(Stored data)
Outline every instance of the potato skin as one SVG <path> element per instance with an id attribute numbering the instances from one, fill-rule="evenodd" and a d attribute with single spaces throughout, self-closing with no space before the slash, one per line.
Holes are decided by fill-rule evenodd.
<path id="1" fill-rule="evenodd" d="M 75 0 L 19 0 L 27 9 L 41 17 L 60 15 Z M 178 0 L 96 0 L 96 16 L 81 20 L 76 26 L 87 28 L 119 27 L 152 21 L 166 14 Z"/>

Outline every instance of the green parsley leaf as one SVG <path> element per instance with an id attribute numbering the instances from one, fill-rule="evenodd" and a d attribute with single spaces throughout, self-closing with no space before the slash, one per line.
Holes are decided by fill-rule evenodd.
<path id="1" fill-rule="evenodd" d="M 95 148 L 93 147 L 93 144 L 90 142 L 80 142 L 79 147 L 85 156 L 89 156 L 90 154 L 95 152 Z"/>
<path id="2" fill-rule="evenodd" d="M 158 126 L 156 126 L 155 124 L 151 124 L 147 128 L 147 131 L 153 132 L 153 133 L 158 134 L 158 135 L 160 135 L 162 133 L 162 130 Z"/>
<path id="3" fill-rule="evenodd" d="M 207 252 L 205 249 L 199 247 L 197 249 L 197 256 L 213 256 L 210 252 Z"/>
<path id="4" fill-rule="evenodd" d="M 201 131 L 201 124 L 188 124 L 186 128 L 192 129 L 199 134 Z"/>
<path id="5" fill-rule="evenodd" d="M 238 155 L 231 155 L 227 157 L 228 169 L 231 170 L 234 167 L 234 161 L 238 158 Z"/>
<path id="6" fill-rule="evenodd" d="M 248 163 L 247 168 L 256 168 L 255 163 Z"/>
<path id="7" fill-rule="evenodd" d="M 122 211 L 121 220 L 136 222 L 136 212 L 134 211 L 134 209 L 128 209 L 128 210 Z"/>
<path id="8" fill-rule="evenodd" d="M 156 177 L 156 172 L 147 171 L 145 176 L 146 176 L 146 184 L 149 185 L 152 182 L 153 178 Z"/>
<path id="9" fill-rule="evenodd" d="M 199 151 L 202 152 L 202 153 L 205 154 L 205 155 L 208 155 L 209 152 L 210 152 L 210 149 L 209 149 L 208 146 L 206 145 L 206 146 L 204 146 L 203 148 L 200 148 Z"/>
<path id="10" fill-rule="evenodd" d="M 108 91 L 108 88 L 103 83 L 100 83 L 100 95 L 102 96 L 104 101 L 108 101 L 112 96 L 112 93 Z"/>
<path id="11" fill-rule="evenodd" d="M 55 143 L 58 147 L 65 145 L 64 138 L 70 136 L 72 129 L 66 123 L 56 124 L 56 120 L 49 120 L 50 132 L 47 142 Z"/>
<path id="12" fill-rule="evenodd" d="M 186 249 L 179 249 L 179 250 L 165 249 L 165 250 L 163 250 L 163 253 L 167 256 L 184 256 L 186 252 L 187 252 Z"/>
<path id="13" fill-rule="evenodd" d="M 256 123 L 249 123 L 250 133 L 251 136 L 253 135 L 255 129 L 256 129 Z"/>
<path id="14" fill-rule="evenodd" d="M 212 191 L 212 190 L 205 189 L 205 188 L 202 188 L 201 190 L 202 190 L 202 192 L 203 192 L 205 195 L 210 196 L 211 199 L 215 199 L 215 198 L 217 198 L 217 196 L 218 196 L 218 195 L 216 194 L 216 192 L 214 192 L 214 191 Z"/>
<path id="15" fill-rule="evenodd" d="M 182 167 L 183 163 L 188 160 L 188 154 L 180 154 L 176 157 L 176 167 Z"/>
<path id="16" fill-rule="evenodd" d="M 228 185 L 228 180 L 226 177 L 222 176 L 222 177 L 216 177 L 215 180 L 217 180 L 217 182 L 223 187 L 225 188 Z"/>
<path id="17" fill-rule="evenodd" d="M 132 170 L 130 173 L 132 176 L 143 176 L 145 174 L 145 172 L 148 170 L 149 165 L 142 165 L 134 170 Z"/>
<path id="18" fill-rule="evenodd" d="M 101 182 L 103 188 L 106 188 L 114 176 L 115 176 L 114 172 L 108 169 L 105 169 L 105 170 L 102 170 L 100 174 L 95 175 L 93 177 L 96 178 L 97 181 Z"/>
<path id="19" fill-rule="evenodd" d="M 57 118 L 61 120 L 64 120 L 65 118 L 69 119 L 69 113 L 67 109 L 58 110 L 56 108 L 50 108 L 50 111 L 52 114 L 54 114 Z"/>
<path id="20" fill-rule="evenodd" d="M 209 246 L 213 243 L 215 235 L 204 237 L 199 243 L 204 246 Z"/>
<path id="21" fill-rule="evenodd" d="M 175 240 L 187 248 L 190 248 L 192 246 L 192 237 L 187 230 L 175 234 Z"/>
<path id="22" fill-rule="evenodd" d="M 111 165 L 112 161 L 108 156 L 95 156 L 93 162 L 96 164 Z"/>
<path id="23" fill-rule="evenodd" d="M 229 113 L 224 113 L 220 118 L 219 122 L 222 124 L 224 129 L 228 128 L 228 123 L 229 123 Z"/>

• [YOUR INSTRUCTIONS]: Extract every line of the items above and reproduce each one verbatim.

• [SOLUTION]:
Outline every instance of the potato skin as one SVG <path> element per instance with an id attribute numbering the instances from one, fill-rule="evenodd" and a d attribute with single spaces throughout, self-closing with no space before the slash, one per line.
Holes are decided by fill-rule evenodd.
<path id="1" fill-rule="evenodd" d="M 75 0 L 19 0 L 27 9 L 41 17 L 60 15 Z M 178 0 L 96 0 L 96 16 L 81 20 L 76 26 L 87 28 L 119 27 L 152 21 L 166 14 Z"/>

Outline every instance of the green parsley leaf as one SVG <path> element per instance with an id attribute numbering the instances from one, fill-rule="evenodd" and a d attribute with single spaces throughout, self-closing with no space before the slash, one per line.
Holes are decided by fill-rule evenodd.
<path id="1" fill-rule="evenodd" d="M 95 148 L 93 147 L 93 144 L 90 142 L 80 142 L 79 147 L 85 156 L 89 156 L 90 154 L 95 152 Z"/>
<path id="2" fill-rule="evenodd" d="M 158 126 L 156 126 L 155 124 L 151 124 L 147 128 L 147 131 L 153 132 L 153 133 L 158 134 L 158 135 L 160 135 L 162 133 L 162 130 Z"/>
<path id="3" fill-rule="evenodd" d="M 207 252 L 205 249 L 199 247 L 197 249 L 197 256 L 213 256 L 210 252 Z"/>
<path id="4" fill-rule="evenodd" d="M 201 131 L 201 124 L 188 124 L 186 128 L 192 129 L 199 134 Z"/>
<path id="5" fill-rule="evenodd" d="M 238 155 L 231 155 L 227 157 L 228 169 L 231 170 L 234 167 L 234 161 L 238 158 Z"/>
<path id="6" fill-rule="evenodd" d="M 248 163 L 247 168 L 256 168 L 255 163 Z"/>
<path id="7" fill-rule="evenodd" d="M 122 211 L 121 220 L 136 222 L 136 212 L 134 211 L 134 209 L 128 209 L 128 210 Z"/>
<path id="8" fill-rule="evenodd" d="M 156 177 L 156 172 L 147 171 L 145 176 L 146 176 L 146 184 L 149 185 L 152 182 L 153 178 Z"/>
<path id="9" fill-rule="evenodd" d="M 199 151 L 202 152 L 202 153 L 205 154 L 205 155 L 208 155 L 209 152 L 210 152 L 210 149 L 209 149 L 208 146 L 206 145 L 206 146 L 204 146 L 203 148 L 200 148 Z"/>
<path id="10" fill-rule="evenodd" d="M 108 91 L 108 88 L 103 83 L 100 83 L 100 95 L 102 96 L 104 101 L 108 101 L 112 96 L 112 93 Z"/>
<path id="11" fill-rule="evenodd" d="M 55 143 L 58 147 L 65 145 L 64 138 L 70 136 L 72 129 L 66 123 L 56 124 L 56 120 L 49 120 L 50 132 L 47 142 Z"/>
<path id="12" fill-rule="evenodd" d="M 186 249 L 179 249 L 179 250 L 165 249 L 165 250 L 163 250 L 163 253 L 167 256 L 184 256 L 186 252 L 187 252 Z"/>
<path id="13" fill-rule="evenodd" d="M 256 123 L 249 123 L 250 133 L 251 136 L 253 135 L 255 129 L 256 129 Z"/>
<path id="14" fill-rule="evenodd" d="M 212 191 L 212 190 L 205 189 L 205 188 L 202 188 L 201 190 L 202 190 L 202 192 L 203 192 L 205 195 L 210 196 L 211 199 L 215 199 L 215 198 L 217 198 L 217 196 L 218 196 L 218 195 L 216 194 L 216 192 L 214 192 L 214 191 Z"/>
<path id="15" fill-rule="evenodd" d="M 182 167 L 183 163 L 188 160 L 188 154 L 180 154 L 176 157 L 176 167 Z"/>
<path id="16" fill-rule="evenodd" d="M 228 185 L 228 180 L 226 177 L 222 176 L 222 177 L 216 177 L 215 180 L 217 180 L 217 182 L 223 187 L 225 188 Z"/>
<path id="17" fill-rule="evenodd" d="M 132 170 L 130 173 L 132 176 L 143 176 L 145 174 L 145 172 L 148 170 L 149 165 L 142 165 L 134 170 Z"/>
<path id="18" fill-rule="evenodd" d="M 101 182 L 103 188 L 106 188 L 114 176 L 115 176 L 114 172 L 108 169 L 105 169 L 105 170 L 102 170 L 100 174 L 95 175 L 93 177 L 96 178 L 97 181 Z"/>
<path id="19" fill-rule="evenodd" d="M 57 118 L 61 120 L 64 120 L 65 118 L 69 119 L 69 113 L 67 109 L 58 110 L 56 108 L 50 108 L 50 111 L 52 114 L 54 114 Z"/>
<path id="20" fill-rule="evenodd" d="M 209 246 L 213 243 L 215 235 L 204 237 L 199 243 L 204 246 Z"/>
<path id="21" fill-rule="evenodd" d="M 175 240 L 187 248 L 190 248 L 192 246 L 192 237 L 187 230 L 175 234 Z"/>
<path id="22" fill-rule="evenodd" d="M 111 165 L 112 161 L 108 156 L 95 156 L 93 162 L 96 164 Z"/>
<path id="23" fill-rule="evenodd" d="M 229 113 L 224 113 L 220 118 L 219 122 L 222 124 L 224 129 L 228 128 L 228 123 L 229 123 Z"/>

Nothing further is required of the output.